Begin Source text

Anyway, we need better documentation of what functions actually do, what their side effects are, what CPU time they use up, and when and how to use them. An API spec that just lists variable types and a single line of description is just not good enough. I got tripped up by code I wrote myself. Imagine how much of the API calls we make are doing horrendously inefficient redundant work that we just don’t know about. We really need to get better at this stuff.

Footnote: Amusingly, this change got me to 50 FPS. It really bugged me that it was still not 60 FPS> Hilariously I realised that just plugging my laptop in to a mains charger bumped it to 60. Damn intel and their stealth GPU-speed-throttling when on battery power. At least tell me when you do that!

Speeding up my game from 59fps to 228 fps.

I recently saw a comment online that the ‘polls’ screen in Democracy 4 was horribly slow for a particular player. This worried me, because I pride myself in writing fast code, and optimizing to a low min spec. The last thing I want to hear is that my game seems to be performing badly for someone. I thus went to work on improving it. This involved about 15 mins looking at the code, about an hour musing, while trying to sleep, and about 20 mins coding the next day, plus an hour or more of testing, and profiling. Here is what I did, and how I did it.

The game in question is the latest in my series of political strategy games: Democracy 4. its a turn-based 2D icon-heavy game that often looks a lot like a super-interactive infographic. Here is the screen in question, which shows the history of the opinion polling for all of the different voter groups:

There is actually quite a lot of stuff being drawn on that screen, so I’ll explain what is going on, in ‘painters algorithm‘ terms.

End Source text
Begin Entries shown

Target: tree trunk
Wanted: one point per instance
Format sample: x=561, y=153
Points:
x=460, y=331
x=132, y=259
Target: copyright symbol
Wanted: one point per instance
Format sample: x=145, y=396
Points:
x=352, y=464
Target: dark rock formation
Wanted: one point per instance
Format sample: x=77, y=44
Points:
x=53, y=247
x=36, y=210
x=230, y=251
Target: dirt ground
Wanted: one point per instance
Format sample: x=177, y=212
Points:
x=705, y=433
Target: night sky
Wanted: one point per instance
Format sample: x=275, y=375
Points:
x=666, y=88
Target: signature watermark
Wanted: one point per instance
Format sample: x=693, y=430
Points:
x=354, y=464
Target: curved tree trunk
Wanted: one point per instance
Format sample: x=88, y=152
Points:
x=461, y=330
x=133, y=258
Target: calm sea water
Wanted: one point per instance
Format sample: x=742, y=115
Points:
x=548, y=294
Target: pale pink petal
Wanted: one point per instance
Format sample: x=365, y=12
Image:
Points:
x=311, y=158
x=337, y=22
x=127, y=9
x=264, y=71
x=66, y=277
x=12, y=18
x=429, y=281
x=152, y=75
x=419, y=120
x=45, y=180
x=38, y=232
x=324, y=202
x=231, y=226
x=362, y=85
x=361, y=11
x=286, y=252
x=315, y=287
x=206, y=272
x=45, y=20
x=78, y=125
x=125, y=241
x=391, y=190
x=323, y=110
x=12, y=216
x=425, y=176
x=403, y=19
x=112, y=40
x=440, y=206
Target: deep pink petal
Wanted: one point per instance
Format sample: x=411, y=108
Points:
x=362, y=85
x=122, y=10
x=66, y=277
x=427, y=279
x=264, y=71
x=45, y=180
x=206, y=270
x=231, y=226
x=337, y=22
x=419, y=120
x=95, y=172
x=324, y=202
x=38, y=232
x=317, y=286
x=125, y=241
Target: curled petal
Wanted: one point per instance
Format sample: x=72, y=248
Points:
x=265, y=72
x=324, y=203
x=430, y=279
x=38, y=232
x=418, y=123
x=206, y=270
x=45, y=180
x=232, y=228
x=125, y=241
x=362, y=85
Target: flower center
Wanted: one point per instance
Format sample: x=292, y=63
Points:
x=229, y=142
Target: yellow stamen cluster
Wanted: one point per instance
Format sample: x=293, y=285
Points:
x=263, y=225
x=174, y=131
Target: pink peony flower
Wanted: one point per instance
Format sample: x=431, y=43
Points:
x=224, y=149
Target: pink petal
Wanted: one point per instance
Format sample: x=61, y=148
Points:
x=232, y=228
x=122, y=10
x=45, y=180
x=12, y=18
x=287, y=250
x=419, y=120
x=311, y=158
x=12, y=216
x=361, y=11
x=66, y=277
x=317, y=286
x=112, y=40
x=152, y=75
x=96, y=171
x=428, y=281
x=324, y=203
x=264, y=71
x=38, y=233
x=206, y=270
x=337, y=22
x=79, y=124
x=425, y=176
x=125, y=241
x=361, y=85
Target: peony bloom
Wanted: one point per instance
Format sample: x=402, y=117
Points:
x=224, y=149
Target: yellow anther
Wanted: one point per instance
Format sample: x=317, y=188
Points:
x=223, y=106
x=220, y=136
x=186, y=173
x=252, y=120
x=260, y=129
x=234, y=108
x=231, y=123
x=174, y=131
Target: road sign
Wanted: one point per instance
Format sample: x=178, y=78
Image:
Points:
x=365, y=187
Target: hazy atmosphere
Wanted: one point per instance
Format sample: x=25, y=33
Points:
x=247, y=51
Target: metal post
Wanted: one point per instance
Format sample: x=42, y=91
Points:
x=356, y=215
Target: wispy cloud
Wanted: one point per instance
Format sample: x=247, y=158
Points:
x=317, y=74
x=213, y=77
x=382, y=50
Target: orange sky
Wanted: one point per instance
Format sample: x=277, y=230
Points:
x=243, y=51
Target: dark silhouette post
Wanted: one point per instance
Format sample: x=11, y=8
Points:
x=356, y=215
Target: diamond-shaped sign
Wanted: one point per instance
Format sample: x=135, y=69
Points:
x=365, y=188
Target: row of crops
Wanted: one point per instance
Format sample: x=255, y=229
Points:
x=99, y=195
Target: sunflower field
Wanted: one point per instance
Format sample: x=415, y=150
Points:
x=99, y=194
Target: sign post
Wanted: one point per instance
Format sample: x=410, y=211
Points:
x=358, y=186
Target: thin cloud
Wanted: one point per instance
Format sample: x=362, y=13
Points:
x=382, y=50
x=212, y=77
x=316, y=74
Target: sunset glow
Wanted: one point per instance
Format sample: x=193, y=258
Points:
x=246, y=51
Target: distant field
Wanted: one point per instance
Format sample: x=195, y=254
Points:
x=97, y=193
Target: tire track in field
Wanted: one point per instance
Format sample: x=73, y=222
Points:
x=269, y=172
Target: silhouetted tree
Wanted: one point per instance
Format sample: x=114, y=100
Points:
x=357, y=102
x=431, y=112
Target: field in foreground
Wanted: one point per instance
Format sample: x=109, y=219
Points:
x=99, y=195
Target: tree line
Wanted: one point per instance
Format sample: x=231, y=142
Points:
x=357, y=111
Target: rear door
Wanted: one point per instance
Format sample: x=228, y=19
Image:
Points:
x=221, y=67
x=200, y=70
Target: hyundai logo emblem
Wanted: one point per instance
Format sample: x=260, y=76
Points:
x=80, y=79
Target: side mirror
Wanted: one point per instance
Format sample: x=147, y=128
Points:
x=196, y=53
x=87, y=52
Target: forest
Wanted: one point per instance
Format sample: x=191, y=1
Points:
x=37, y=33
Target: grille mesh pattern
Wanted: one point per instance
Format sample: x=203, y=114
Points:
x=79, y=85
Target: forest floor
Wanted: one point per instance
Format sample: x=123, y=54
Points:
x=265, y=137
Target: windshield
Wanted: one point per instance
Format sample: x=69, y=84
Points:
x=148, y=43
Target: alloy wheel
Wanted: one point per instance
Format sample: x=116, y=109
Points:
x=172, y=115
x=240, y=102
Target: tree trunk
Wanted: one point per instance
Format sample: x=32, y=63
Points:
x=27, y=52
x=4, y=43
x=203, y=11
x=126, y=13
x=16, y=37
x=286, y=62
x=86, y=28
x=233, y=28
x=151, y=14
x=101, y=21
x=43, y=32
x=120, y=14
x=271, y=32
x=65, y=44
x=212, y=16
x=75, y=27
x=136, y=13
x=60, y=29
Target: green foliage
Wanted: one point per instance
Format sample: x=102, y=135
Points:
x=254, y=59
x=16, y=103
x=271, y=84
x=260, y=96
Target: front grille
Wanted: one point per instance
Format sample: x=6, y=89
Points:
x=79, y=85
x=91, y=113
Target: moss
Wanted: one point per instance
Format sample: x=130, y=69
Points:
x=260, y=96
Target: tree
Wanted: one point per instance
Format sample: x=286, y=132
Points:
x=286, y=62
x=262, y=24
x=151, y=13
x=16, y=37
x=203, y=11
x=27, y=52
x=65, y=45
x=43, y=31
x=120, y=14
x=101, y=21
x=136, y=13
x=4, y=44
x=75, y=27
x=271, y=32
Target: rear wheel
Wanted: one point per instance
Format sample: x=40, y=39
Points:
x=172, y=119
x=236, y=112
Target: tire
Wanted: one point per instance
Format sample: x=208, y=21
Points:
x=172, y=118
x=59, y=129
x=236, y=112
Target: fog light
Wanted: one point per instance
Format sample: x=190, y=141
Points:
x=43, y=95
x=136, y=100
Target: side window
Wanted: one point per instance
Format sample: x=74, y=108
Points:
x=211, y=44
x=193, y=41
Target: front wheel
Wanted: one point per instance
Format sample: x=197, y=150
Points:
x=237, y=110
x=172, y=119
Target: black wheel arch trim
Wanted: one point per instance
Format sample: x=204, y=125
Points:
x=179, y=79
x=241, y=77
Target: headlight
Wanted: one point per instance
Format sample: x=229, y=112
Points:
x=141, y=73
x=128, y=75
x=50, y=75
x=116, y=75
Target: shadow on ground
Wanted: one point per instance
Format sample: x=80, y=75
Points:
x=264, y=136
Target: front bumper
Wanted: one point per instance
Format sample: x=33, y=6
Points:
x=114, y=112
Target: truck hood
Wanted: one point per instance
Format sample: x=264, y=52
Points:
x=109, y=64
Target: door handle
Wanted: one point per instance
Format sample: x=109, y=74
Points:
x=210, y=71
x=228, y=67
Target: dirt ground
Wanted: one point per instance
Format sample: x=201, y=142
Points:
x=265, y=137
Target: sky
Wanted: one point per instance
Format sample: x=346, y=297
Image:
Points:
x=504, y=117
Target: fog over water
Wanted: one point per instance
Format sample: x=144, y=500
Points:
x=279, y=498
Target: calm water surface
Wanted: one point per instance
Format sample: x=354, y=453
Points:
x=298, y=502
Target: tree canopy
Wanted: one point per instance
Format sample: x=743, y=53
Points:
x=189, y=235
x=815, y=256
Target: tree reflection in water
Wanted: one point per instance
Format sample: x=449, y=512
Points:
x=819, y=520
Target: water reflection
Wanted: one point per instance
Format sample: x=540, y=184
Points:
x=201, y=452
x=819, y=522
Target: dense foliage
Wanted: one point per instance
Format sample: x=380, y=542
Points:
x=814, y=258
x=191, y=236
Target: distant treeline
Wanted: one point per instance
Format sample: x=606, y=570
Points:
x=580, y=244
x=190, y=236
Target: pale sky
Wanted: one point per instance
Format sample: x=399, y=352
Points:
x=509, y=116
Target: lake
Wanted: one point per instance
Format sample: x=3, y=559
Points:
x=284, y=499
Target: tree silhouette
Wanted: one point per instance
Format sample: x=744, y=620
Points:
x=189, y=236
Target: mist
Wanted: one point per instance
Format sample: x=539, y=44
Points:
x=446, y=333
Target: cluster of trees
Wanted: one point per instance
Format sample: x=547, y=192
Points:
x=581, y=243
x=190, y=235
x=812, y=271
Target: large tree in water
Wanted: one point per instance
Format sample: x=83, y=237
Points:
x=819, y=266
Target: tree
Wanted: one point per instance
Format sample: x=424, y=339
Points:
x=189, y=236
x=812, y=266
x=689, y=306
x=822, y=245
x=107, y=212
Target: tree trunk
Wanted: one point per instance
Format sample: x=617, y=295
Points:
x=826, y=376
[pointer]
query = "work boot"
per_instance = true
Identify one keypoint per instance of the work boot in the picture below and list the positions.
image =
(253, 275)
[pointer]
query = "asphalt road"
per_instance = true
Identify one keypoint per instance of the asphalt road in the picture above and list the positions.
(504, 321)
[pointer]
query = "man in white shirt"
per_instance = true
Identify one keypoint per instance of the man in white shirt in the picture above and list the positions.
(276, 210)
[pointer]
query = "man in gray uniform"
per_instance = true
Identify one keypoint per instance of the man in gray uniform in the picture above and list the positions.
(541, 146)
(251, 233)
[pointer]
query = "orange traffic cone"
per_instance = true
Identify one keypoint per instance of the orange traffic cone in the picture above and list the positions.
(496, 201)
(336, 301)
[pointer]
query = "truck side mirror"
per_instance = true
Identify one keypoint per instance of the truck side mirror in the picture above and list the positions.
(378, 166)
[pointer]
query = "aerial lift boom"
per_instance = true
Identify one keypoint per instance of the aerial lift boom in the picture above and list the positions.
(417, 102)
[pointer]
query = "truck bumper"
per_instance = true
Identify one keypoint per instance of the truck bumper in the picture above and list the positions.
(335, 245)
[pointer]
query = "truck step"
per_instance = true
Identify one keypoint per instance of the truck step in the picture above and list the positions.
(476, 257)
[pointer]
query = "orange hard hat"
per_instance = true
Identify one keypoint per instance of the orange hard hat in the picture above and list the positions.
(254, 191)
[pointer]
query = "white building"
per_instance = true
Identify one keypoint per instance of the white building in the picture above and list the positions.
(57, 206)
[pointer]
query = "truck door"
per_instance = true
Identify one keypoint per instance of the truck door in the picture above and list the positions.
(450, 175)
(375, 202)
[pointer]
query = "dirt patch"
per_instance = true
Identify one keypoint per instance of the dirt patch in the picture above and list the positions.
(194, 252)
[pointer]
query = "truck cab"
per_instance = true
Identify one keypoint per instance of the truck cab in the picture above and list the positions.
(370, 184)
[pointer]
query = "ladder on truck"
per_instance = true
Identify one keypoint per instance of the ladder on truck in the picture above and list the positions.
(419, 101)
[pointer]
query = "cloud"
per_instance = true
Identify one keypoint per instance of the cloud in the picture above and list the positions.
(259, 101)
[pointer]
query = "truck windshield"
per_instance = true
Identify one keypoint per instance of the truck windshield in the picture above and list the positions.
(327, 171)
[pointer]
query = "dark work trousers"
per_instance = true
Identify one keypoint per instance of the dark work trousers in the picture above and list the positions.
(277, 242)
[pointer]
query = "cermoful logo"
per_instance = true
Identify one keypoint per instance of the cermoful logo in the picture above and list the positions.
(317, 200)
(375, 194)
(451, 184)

End Entries shown

- [Problem to work on] According to the optimization text, which screen in Democracy 4 was reported as horribly slow for a particular player? Rely solely on the optimization text when responding.

- [The response] The polls screen.